[Start of Attachment]
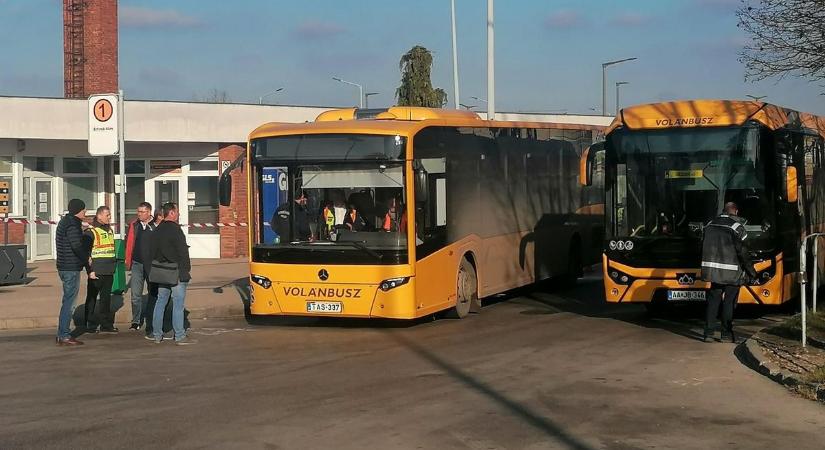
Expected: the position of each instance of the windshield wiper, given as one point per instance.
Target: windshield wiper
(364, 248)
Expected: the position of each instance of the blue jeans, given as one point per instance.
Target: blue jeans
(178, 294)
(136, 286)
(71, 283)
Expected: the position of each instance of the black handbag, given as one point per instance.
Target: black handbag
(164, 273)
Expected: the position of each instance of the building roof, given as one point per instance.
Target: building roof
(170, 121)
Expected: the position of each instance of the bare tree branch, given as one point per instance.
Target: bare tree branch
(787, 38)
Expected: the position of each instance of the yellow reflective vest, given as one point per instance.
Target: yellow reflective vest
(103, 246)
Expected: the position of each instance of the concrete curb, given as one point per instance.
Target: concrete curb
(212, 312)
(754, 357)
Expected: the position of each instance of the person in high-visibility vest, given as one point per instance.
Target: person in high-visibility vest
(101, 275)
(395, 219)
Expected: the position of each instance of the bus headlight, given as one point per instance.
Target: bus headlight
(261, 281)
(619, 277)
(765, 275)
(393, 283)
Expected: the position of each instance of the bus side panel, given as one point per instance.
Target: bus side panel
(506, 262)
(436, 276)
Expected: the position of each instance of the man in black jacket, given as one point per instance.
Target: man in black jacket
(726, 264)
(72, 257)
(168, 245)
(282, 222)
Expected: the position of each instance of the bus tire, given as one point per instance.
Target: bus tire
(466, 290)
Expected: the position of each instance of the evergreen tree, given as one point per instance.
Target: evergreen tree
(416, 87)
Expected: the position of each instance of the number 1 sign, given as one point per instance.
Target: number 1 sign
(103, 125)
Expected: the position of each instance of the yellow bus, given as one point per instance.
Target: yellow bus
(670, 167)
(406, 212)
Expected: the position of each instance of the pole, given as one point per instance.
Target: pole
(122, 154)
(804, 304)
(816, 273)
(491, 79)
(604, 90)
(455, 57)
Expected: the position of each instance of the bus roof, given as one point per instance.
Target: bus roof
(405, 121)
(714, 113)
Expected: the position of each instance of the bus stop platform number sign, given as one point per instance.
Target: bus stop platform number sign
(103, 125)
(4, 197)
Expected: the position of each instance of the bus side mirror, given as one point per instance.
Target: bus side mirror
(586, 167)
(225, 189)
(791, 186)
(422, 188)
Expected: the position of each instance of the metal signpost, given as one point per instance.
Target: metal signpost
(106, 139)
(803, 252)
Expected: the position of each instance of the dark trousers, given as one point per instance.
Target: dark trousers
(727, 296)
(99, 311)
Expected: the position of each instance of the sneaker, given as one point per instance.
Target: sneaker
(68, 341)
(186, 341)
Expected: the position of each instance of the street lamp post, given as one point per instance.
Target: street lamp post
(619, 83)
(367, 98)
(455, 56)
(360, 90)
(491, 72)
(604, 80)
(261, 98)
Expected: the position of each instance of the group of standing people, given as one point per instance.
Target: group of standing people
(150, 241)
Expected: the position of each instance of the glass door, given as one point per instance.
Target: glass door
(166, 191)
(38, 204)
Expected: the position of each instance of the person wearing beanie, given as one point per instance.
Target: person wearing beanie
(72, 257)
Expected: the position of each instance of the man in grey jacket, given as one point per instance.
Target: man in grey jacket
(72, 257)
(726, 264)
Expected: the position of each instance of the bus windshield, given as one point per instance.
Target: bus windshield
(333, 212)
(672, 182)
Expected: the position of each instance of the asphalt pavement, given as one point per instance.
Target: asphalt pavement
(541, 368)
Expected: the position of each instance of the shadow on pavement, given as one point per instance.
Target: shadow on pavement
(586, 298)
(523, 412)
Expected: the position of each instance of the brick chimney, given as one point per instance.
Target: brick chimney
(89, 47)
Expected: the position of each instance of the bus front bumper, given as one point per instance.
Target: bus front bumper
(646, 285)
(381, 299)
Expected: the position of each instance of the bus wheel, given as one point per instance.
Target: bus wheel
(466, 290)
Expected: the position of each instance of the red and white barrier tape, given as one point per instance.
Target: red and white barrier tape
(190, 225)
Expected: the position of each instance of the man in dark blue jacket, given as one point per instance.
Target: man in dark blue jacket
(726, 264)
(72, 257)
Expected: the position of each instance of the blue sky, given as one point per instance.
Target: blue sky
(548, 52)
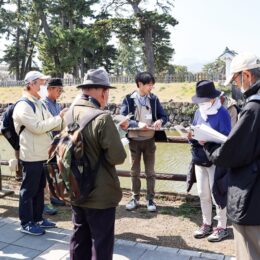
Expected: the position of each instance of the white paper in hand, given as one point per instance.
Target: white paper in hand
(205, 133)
[End of Attachment]
[Start of Attachment]
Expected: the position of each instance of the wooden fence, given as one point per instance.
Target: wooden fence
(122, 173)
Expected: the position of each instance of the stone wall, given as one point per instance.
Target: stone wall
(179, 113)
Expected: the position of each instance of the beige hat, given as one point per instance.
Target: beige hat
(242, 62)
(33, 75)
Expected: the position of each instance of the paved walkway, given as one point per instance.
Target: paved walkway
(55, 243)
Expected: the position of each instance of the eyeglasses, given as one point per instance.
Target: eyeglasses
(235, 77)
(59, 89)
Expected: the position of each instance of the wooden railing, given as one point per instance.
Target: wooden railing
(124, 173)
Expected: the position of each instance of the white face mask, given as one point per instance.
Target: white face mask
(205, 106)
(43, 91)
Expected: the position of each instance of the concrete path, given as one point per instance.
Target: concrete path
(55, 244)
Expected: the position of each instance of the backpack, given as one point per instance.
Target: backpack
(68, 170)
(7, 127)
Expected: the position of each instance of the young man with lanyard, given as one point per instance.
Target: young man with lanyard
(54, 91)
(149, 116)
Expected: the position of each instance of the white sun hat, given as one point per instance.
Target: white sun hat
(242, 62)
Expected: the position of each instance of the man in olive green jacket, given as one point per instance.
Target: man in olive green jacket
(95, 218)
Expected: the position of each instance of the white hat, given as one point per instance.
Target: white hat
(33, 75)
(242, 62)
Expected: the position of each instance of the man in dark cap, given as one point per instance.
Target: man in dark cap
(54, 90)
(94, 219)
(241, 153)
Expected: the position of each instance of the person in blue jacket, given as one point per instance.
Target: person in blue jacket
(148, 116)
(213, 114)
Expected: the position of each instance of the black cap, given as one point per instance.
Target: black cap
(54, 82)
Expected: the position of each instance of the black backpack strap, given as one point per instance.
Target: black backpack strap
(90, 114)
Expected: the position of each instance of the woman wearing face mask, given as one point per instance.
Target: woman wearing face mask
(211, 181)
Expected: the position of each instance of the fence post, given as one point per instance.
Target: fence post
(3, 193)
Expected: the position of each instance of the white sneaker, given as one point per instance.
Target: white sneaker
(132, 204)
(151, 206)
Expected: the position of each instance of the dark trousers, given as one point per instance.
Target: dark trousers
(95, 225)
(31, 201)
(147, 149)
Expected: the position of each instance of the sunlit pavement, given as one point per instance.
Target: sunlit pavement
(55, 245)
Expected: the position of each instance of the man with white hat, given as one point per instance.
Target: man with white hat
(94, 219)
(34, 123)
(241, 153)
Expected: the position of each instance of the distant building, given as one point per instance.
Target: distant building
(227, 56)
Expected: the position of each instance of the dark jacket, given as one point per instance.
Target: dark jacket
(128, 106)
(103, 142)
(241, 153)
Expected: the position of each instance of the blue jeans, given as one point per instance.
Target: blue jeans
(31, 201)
[End of Attachment]
* [What is expected]: What you give back should be exactly the lines of the data above from the line with "Expected: the position of each instance of the windshield" through the line with "high-visibility vest, given as one point per instance.", both of those included, and nothing more.

* [Response area]:
Expected: the position of each instance of the windshield wiper, given as one point per instance.
Target: windshield wiper
(364, 248)
Expected: the position of each instance of the blue jeans, given as one point per instance.
Target: blue jeans
(178, 294)
(136, 286)
(71, 283)
Expected: the position of each instance of the black handbag, given as one point per instance.
Target: black handbag
(164, 273)
Expected: the position of each instance of the building roof, given as one point per instance.
Target: building roof
(170, 121)
Expected: the position of each instance of the bare tree branch, given as one point per instance.
Target: bare tree branch
(787, 38)
Expected: the position of each instance of the yellow reflective vest, given as one point per instance.
Target: yellow reflective vest
(103, 246)
Expected: the position of each instance of the concrete curb, given as one point per instance.
Target: concrete curb
(212, 312)
(754, 357)
Expected: the position of each instance of the person in high-visibility vest, given as one point per instance.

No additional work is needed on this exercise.